● INSTRUCTIONS TO FOLLOW:
Recast the lines from the one containing "Reviewer note: confirm that each instance of the grassy" through the end of the data, inclusive, as a numbered list, leaving out any blank lines.

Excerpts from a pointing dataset
= = = = =

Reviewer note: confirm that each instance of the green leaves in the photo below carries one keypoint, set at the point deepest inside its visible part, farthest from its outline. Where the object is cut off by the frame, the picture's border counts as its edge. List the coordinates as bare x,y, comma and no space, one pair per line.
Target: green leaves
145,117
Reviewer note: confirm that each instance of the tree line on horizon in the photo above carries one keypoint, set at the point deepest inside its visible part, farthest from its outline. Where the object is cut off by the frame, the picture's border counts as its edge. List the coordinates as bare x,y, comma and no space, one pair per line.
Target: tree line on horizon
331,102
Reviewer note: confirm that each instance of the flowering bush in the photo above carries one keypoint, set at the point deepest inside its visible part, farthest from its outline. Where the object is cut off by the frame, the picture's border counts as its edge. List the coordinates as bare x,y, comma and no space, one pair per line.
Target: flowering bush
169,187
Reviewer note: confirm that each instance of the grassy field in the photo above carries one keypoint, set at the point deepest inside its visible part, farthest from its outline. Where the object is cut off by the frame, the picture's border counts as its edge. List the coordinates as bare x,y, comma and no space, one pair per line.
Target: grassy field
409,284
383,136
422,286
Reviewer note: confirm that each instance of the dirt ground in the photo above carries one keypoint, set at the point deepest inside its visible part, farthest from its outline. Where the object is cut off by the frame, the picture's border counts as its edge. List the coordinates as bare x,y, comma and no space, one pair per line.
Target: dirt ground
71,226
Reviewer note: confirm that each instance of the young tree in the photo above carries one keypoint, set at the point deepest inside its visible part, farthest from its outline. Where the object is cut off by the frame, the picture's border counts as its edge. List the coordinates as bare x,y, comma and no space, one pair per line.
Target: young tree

= = = = =

● RIGHT ANSWER:
1. Reviewer note: confirm that each instance of the grassy field in the photo above carries one keypoint, set at the point deepest inside its visible part, farthest from its outline. Where the object is cut off by the frame, the picture's border counts as its edge. List the coordinates as bare x,y, comma and no space, one pair per line.
2. Target: grassy field
3. 409,284
4. 383,136
5. 422,286
6. Reviewer note: confirm that each instance of the dirt ground in the photo above carries one keypoint, set at the point deepest inside its visible part, farthest from its outline. Where the object is cut off by the frame, the picture's border counts as its edge. List the coordinates as bare x,y, comma and no space, one pair per line.
7. Target: dirt ground
8. 71,226
9. Reviewer note: confirm that each instance of the young tree in the photo above carries one keypoint, set at the point deepest inside its visible part, farthest from its outline. Where the object is cut off by the frame, the picture's border counts as its edge. List the coordinates as bare x,y, comma and no space, one pair per line.
10. Target: young tree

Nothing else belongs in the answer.